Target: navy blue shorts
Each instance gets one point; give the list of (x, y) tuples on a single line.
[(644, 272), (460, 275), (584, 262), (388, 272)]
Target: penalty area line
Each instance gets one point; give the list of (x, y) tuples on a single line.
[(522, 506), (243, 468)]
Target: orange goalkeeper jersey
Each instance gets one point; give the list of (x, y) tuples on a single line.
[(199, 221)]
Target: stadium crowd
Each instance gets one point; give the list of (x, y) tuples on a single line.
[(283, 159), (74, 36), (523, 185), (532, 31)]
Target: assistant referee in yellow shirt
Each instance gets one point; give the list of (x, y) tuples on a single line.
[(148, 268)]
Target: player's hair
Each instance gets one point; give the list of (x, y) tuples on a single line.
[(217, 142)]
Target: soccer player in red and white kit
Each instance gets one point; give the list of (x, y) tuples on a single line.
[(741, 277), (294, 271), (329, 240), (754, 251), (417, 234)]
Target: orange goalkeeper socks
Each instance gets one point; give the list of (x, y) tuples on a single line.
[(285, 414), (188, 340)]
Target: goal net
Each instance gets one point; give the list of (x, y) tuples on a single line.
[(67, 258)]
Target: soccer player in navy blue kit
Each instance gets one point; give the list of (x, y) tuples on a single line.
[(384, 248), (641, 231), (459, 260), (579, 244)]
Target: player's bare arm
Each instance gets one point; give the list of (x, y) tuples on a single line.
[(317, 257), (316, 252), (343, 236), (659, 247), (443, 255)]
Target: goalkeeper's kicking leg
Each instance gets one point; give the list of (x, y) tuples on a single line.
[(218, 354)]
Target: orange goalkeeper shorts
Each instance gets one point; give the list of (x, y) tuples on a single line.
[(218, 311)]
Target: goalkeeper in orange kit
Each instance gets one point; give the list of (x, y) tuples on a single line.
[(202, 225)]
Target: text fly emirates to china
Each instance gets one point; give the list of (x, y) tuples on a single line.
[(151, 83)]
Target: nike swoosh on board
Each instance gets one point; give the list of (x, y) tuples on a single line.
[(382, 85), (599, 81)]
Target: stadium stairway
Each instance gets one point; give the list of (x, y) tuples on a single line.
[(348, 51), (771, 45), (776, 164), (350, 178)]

- _GIVEN REQUEST_
Give all of the records above as a two-column CSV with a header row naming the columns text and answer. Include one row per record, put each value in a single quoted field, and replace any line breaks with spaces.

- _SOLUTION TO THIS PROBLEM_
text,answer
"Target: navy blue shorts Each instance gets one point; give the list of (x, y) tuples on a single line.","[(644, 272), (460, 275), (584, 262), (388, 272)]"
"Target: penalty area line Each instance gets one point; give the list of (x, y) tuples on a single line.","[(522, 506), (243, 468)]"
"Target: orange goalkeeper jersey Each instance gets one point; give the list of (x, y) tuples on a single line.","[(199, 221)]"
"Target: stadium crowd Each instance gets one point; give the list of (x, y) tuples on a single line.","[(283, 159), (74, 36), (523, 185), (532, 31)]"
"Target: assistant referee in yellow shirt Each instance gets one point; give the list of (x, y) tuples on a single line.","[(148, 268)]"
"Target: player's hair Each instance gets one point; give the list of (x, y) tuples on a single line.","[(217, 142)]"
"Target: soccer player in red and white kit Each instance gets one point; give the list of (x, y) tuples on a single line.","[(741, 277), (294, 271), (329, 240), (754, 251), (417, 234)]"
"Target: orange goalkeeper socks Each instance gets one point; give the list of (x, y) tuples on a single line.","[(285, 414), (188, 340)]"
"Target: goal net Each instance gets one point; give the list of (x, y) tuples on a single line.","[(67, 258)]"
"Target: soccer player in navy blue kit Each instance gets one point; give the list of (x, y) tuples on a single line.","[(384, 248), (641, 231), (459, 260), (579, 244)]"
"Target: player's bare arm Each instance gets one point; give the list of (x, y) tuples on a single line.","[(317, 257), (316, 252), (343, 236), (659, 247), (443, 255)]"
"Target: goalkeeper's kicking leg Each instance gets one point; give the list of (x, y) tuples on a single line.","[(218, 354)]"
"Target: orange goalkeeper shorts Each instance gets one point; give the list of (x, y) tuples on a single line.","[(218, 311)]"
"Target: goalkeeper in orange kit Each instance gets one point; give the list of (x, y) tuples on a single line.","[(202, 225)]"
"Target: text fly emirates to china Each instance gets one point; give the list of (x, y) tuples on a single line.","[(151, 83)]"
"Target: nike swoosh on board Each instance gets one point; give the list of (x, y) tuples on a single line.","[(382, 85), (599, 81)]"
"Target: stadium stairway Each instance gets one point; give the list of (x, y) tuples on a single line.","[(348, 51), (771, 45), (776, 164), (350, 178)]"